Dataset excerpts:
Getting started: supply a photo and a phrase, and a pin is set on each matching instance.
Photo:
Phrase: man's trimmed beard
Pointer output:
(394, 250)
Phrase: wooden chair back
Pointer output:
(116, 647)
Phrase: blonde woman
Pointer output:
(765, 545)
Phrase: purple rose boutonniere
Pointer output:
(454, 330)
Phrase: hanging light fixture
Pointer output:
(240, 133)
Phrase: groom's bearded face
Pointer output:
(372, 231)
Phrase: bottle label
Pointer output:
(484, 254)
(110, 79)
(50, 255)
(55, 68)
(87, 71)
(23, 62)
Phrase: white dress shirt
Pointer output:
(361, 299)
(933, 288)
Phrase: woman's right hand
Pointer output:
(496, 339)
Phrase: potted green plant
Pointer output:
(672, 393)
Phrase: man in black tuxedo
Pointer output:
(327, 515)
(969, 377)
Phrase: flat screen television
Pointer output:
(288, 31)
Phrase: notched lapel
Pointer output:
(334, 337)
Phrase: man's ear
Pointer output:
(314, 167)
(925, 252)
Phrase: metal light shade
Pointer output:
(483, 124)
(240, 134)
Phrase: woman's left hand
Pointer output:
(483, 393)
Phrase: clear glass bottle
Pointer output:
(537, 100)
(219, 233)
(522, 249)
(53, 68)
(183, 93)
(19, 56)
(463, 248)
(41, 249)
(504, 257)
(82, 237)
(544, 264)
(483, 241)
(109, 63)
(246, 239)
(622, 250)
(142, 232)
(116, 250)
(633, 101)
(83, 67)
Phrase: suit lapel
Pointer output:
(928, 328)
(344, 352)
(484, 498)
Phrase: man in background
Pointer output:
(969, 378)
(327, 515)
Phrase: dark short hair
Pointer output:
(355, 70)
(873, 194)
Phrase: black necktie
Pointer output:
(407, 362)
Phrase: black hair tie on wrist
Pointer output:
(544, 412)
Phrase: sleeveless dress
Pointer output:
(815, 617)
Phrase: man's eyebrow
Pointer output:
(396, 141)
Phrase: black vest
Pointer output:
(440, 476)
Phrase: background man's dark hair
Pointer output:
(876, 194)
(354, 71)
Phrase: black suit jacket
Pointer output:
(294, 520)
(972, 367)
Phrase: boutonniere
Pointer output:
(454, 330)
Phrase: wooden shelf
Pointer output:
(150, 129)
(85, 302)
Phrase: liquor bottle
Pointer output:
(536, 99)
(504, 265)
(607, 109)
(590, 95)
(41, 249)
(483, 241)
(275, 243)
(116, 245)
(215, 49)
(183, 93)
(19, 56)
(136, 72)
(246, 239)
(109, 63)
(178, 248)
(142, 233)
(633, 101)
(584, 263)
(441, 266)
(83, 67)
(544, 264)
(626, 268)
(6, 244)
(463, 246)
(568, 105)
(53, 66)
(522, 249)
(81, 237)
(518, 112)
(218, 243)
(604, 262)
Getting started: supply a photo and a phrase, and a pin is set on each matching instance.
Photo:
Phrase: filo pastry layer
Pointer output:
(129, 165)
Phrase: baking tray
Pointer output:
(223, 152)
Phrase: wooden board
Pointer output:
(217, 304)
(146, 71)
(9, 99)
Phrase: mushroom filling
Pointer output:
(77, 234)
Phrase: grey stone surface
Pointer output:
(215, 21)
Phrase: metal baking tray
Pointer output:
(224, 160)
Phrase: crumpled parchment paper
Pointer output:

---

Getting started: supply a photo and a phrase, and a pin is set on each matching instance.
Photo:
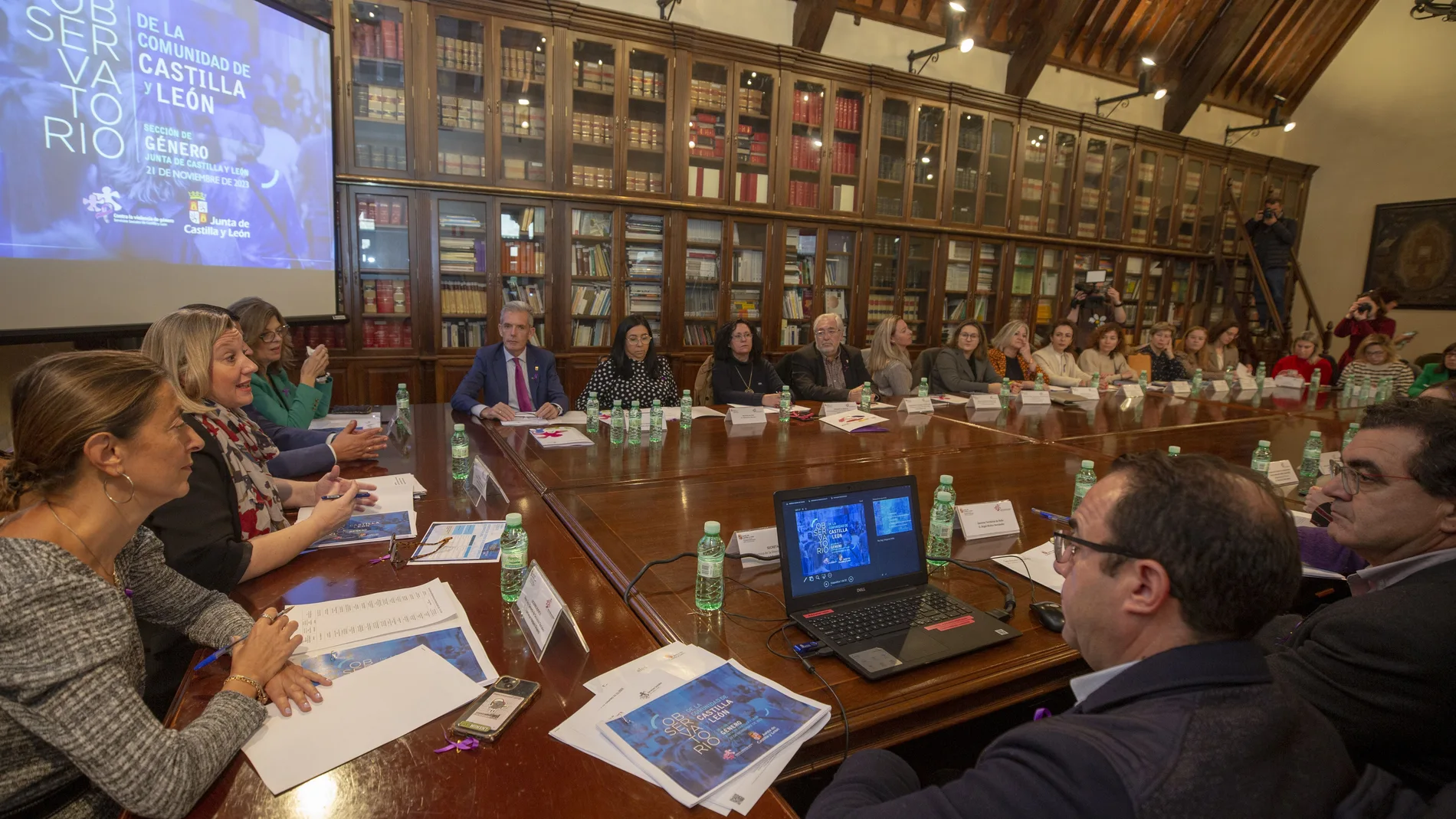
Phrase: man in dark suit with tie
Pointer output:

Task directions:
Within the entries above, work out how many lines contain the word "boutonniere". The number alone is the answer.

Exercise result:
2